## Text provided

I want to write about a certain kind of prose. It is the kind of prose that gets lost in itself. The kind of writing that tumbles head over heels and threatens to drown in its own wake. But not quite. The kind of prose that drowns completely is not so interesting. And the prose that never gets lost is not so interesting either. In my opinion. You’ve got to teeter around and stumble just at the edge there. In my opinion.
I’m thinking right now of Ingeborg Bachmann. She was a poet but she gave up poetry. She was a philosopher but she gave up philosophy. She was a person but she gave up being a person. Or tried to. I don’t know. She died in Rome in 1972 from the results of smoking a cigarette in bed. She was hooked, at that point, on pills and drink. So it was a kind of lazy, slow moving suicide. She couldn’t teeter on the edge anymore and so she just went over. Maybe.
She wrote a novel before she died. I guess you can call it a novel. Better, let’s say she wrote a piece of prose just a couple of years before that cigarette and the pills got her. It is called Malina. It is impossible to say what Malina is about and so I will not try. It isn’t about anything. It is about everything. It is the story of a love affair, but not really. It is about two love affairs actually. It is about a hate affair. It is just about love. Love as a terrifying thing. Necessary and terrifying. The narrator of Malina is obsessed with a man named Ivan. Here is something she writes about Ivan.
Long before I first heard Ivan shout the word ‘gyerekek!’ or ‘kuss gyerekek!’ he told me: I’m sure you’ve already understood. I don’t love anyone. Except my children, of course, but no one else. I nod, although I hadn’t known, and it’s obvious to Ivan that it should be obvious even to me. JUBILATE. Poised over an abyss, it nonetheless occurs to me how it should begin: EXSULTATE.
You see what I mean? Poised over an abyss and whatnot. Teetering on the edge of what just barely makes sense.
Jubilate Exsultate is, by the way, a motet written by Mozart in 1773 or maybe the end of 1772. Roundabouts that time. You could say it’s something of a frothy piece of music but there is no doubt that it jubilates and there is a fair argument that it exsultates as well. A motet, it should be noted, is a short piece of choral music. The most incredible thing about Jubilate Exsultate is in the fourth section of the short piece. That’s where Mozart decided that his singer would essentially go completely nuts with the word “alleluia.” It gets close to being an unhinged piece of music. I’ve watched performances of Jubilate Exsultate on YouTube where I could swear the singer is about to start laughing somewhere in the middle of the fourth section.

## Records supplied
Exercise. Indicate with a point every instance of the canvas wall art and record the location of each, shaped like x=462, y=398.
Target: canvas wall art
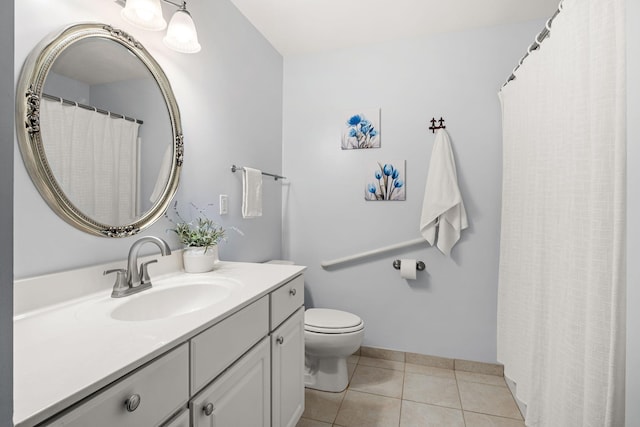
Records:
x=385, y=181
x=361, y=130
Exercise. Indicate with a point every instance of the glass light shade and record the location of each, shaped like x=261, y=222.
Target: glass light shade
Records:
x=145, y=14
x=181, y=33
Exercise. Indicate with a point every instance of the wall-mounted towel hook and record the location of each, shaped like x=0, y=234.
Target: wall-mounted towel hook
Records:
x=419, y=265
x=433, y=126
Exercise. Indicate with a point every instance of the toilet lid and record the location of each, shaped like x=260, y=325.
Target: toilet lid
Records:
x=328, y=321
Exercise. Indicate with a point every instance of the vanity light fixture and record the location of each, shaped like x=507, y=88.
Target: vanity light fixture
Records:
x=181, y=34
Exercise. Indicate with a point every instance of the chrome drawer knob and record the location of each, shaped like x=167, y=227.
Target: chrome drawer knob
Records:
x=132, y=402
x=208, y=409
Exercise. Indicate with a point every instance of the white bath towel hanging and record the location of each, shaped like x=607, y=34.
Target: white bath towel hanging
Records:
x=251, y=193
x=443, y=214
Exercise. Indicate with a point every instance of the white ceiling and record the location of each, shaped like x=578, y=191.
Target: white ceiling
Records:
x=303, y=26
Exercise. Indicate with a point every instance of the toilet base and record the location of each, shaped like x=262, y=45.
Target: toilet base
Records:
x=326, y=373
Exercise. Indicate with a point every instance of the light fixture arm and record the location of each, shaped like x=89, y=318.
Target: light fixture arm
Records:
x=182, y=5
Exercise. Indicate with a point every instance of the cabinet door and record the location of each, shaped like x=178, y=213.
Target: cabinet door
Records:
x=240, y=396
x=287, y=371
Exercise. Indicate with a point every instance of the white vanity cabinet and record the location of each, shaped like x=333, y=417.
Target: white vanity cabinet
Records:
x=287, y=353
x=241, y=397
x=247, y=370
x=287, y=371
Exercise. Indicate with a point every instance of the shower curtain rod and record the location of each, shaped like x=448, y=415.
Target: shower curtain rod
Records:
x=546, y=31
x=90, y=108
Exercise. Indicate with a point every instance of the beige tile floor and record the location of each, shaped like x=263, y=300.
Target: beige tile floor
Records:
x=392, y=393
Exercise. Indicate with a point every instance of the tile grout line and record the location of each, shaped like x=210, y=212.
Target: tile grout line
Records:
x=464, y=420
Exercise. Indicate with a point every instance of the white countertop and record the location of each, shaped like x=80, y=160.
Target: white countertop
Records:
x=67, y=351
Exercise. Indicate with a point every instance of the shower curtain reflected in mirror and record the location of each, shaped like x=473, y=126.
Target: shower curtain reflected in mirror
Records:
x=94, y=159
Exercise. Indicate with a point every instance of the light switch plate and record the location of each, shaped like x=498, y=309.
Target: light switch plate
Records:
x=224, y=204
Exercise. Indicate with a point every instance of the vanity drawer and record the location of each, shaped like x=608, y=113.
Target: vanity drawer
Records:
x=162, y=387
x=285, y=300
x=218, y=347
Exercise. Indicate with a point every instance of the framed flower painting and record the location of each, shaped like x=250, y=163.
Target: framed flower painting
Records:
x=385, y=181
x=361, y=130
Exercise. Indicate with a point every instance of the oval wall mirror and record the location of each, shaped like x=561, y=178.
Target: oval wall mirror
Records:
x=99, y=130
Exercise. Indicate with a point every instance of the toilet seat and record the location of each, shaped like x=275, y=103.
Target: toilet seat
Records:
x=328, y=321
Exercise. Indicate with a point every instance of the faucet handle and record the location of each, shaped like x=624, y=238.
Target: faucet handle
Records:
x=144, y=272
x=121, y=281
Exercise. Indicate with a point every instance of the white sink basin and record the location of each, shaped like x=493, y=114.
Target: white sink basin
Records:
x=170, y=302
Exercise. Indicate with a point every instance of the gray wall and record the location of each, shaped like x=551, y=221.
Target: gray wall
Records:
x=6, y=214
x=230, y=97
x=450, y=310
x=633, y=214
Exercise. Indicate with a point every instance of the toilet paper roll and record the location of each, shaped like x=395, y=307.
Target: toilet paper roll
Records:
x=408, y=269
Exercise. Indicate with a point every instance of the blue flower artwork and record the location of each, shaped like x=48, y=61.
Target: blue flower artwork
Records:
x=361, y=130
x=386, y=181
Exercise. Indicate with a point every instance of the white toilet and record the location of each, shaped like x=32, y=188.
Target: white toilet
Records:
x=330, y=337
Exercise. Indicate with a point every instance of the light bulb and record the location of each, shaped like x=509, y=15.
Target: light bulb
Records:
x=181, y=33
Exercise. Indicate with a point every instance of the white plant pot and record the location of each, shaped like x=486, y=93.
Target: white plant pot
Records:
x=199, y=260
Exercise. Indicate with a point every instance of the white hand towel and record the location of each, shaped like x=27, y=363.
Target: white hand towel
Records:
x=443, y=213
x=251, y=193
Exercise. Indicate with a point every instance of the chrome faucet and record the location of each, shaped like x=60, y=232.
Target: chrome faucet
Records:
x=131, y=280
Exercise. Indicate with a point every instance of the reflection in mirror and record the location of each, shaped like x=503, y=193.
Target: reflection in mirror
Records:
x=99, y=130
x=107, y=165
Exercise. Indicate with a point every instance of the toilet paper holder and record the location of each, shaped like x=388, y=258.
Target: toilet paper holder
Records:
x=419, y=265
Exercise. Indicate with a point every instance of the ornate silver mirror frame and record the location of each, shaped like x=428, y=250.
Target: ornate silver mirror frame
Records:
x=28, y=95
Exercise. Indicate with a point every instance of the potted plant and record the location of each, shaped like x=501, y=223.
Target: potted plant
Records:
x=200, y=238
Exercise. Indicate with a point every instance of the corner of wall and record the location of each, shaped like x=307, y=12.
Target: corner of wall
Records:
x=6, y=214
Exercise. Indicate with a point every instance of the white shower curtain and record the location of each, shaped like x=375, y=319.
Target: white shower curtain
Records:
x=561, y=307
x=95, y=160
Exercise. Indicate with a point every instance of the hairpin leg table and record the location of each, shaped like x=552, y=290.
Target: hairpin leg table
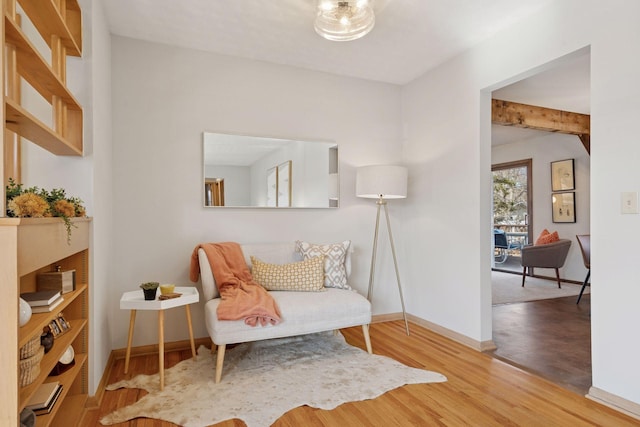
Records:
x=134, y=301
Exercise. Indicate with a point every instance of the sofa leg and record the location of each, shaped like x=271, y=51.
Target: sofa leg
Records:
x=220, y=362
x=367, y=338
x=558, y=278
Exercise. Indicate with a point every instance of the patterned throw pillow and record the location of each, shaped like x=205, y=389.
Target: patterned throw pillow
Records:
x=335, y=272
x=305, y=276
x=546, y=237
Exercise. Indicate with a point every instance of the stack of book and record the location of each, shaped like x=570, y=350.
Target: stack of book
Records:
x=45, y=398
x=42, y=301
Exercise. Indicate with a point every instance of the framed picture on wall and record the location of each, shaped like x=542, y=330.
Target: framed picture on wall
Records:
x=563, y=207
x=562, y=176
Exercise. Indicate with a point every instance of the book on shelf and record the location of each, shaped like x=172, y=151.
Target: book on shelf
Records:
x=47, y=308
x=49, y=407
x=63, y=281
x=43, y=396
x=40, y=298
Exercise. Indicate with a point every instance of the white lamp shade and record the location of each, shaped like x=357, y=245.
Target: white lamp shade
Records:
x=386, y=181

## Task instructions
1. According to the essay on Ingeborg Bachmann, what is a motet?
2. Transcribe the passage of the essay on Ingeborg Bachmann starting with "Long before I" and going on through "barely makes sense.".

## Outputs in order
1. A short piece of choral music.

2.
Long before I first heard Ivan shout the word ‘gyerekek!’ or ‘kuss gyerekek!’ he told me: I’m sure you’ve already understood. I don’t love anyone. Except my children, of course, but no one else. I nod, although I hadn’t known, and it’s obvious to Ivan that it should be obvious even to me. JUBILATE. Poised over an abyss, it nonetheless occurs to me how it should begin: EXSULTATE.
You see what I mean? Poised over an abyss and whatnot. Teetering on the edge of what just barely makes sense.